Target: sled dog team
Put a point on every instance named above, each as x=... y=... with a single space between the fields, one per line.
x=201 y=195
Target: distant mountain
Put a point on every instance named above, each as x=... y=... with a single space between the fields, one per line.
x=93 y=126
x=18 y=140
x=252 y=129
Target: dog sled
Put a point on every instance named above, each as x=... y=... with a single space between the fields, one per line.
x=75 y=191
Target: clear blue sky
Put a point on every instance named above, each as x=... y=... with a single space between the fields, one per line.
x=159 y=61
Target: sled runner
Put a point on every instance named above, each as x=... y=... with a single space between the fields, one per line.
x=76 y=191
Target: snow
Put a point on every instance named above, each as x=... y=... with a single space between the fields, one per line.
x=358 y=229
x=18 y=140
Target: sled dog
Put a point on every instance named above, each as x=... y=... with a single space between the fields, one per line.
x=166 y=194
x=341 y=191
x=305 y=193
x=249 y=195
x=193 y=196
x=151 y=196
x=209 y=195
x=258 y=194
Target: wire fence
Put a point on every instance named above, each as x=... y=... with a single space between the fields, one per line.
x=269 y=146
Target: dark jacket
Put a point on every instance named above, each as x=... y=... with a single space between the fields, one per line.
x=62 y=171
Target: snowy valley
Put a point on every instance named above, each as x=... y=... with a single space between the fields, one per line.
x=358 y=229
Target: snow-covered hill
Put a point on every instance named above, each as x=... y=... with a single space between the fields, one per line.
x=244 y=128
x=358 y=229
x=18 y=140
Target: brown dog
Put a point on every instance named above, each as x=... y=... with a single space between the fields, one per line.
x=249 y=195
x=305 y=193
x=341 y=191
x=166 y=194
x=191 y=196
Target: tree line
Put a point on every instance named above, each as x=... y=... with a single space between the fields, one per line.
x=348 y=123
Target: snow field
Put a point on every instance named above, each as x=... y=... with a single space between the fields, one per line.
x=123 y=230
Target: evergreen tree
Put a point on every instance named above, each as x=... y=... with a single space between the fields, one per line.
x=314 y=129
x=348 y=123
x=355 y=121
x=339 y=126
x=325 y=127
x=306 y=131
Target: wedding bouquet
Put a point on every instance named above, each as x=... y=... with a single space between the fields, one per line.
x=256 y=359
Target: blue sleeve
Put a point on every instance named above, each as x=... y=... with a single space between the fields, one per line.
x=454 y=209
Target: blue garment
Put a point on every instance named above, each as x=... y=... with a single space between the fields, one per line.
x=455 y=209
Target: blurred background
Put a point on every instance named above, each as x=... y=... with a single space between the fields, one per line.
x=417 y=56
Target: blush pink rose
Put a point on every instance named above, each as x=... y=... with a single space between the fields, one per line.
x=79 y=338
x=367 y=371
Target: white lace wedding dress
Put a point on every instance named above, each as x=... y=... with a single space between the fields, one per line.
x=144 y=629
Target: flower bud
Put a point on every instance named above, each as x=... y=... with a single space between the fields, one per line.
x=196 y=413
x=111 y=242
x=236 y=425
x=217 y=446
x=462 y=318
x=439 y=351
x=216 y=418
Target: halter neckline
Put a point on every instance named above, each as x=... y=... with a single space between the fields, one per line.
-------------------------
▶ [TO BE DONE]:
Recast every line of the records above as a Markdown table with the columns Row and Line, numbering the rows in order and omitting blank lines.

▶ [RESPONSE TO THE EXERCISE]:
| Row | Line |
|---|---|
| 1 | Target: sled dog team |
| 2 | Put a point on every instance named above, each as x=... y=... with a single space between the fields, one per line. |
| 3 | x=201 y=195 |
| 4 | Target: distant mountain |
| 5 | Put a point on every instance named above, each as x=... y=... with a single space between the fields, one per line. |
| 6 | x=93 y=126 |
| 7 | x=18 y=140 |
| 8 | x=252 y=129 |
| 9 | Target: dog sled |
| 10 | Put a point on every instance named above, each as x=... y=... with a single space between the fields, one per line. |
| 11 | x=75 y=191 |
| 12 | Target: clear blue sky |
| 13 | Put a point on every instance named above, each as x=... y=... with a single space between the fields, one per line. |
| 14 | x=159 y=61 |
| 15 | Target: sled runner |
| 16 | Put a point on every instance named above, each as x=... y=... with a single space between the fields, one per line. |
| 17 | x=76 y=191 |
| 18 | Target: snow |
| 19 | Put a point on every instance named above, each as x=... y=... with a single space between the fields, one per line. |
| 20 | x=358 y=229 |
| 21 | x=18 y=140 |
| 22 | Target: sled dog |
| 23 | Put a point on every instance named above, each as x=... y=... with a single space between the fields, one per line. |
| 24 | x=166 y=194 |
| 25 | x=341 y=191 |
| 26 | x=305 y=193 |
| 27 | x=249 y=195 |
| 28 | x=193 y=196 |
| 29 | x=151 y=196 |
| 30 | x=209 y=195 |
| 31 | x=258 y=194 |
| 32 | Target: wire fence |
| 33 | Put a point on every instance named above, each as x=... y=... with a single space between the fields, one per line. |
| 34 | x=269 y=146 |
| 35 | Target: dark jacket |
| 36 | Put a point on every instance named above, each as x=... y=... with a single space between the fields, one per line. |
| 37 | x=62 y=171 |
| 38 | Target: snowy valley |
| 39 | Put a point on every instance named above, each as x=... y=... with a single space between the fields, one per line. |
| 40 | x=358 y=229 |
| 41 | Target: snow-covered hill |
| 42 | Put a point on every instance named above, each as x=... y=... with a single space between the fields, one per line. |
| 43 | x=244 y=128 |
| 44 | x=358 y=229 |
| 45 | x=18 y=140 |
| 46 | Target: brown dog |
| 47 | Put a point on every instance named above, each as x=... y=... with a single space between the fields, one per line. |
| 48 | x=249 y=195 |
| 49 | x=305 y=193 |
| 50 | x=341 y=191 |
| 51 | x=166 y=194 |
| 52 | x=191 y=196 |
| 53 | Target: tree line |
| 54 | Put a point on every instance named above, each as x=... y=... with a single space between the fields, one per line. |
| 55 | x=348 y=123 |
| 56 | Target: snow field |
| 57 | Put a point on every instance named above, each as x=... y=... with a single space between the fields, one per line. |
| 58 | x=123 y=230 |
| 59 | Target: evergreen tree |
| 60 | Put a point on every instance named above, each as x=... y=... with a single space between the fields, one per line. |
| 61 | x=314 y=129 |
| 62 | x=348 y=123 |
| 63 | x=355 y=121 |
| 64 | x=339 y=126 |
| 65 | x=325 y=127 |
| 66 | x=306 y=131 |
| 67 | Target: wedding bouquet |
| 68 | Put a point on every instance named above, each as x=... y=... with a single space between the fields, one per line. |
| 69 | x=256 y=359 |
| 70 | Target: blue sleeve |
| 71 | Put a point on every instance named above, each as x=... y=... with a single space between the fields, one per line. |
| 72 | x=454 y=209 |
| 73 | Target: blue garment |
| 74 | Put a point on every instance named above, each as x=... y=... with a single space between the fields, one per line. |
| 75 | x=455 y=209 |
| 76 | Target: blurred background |
| 77 | Put a point on every instance named above, each as x=... y=... with a single space between the fields, one per line. |
| 78 | x=417 y=56 |
| 79 | Target: blush pink rose |
| 80 | Put a point on every instance named above, each as x=... y=... with a single space between the fields, one per line. |
| 81 | x=79 y=338 |
| 82 | x=367 y=371 |
| 83 | Target: white lace wedding dress |
| 84 | Put a point on every instance named above, each as x=... y=... with a single space between the fields, one per line. |
| 85 | x=144 y=629 |
| 86 | Target: flower bud |
| 87 | Put a point on every instance named above, each as x=... y=... with a single space between the fields, one per line. |
| 88 | x=196 y=413 |
| 89 | x=111 y=242 |
| 90 | x=236 y=425 |
| 91 | x=217 y=446 |
| 92 | x=462 y=318 |
| 93 | x=439 y=351 |
| 94 | x=216 y=418 |
| 95 | Target: halter neckline |
| 96 | Put a point on every instance named above, each as x=... y=... with a single space between the fields, one per line. |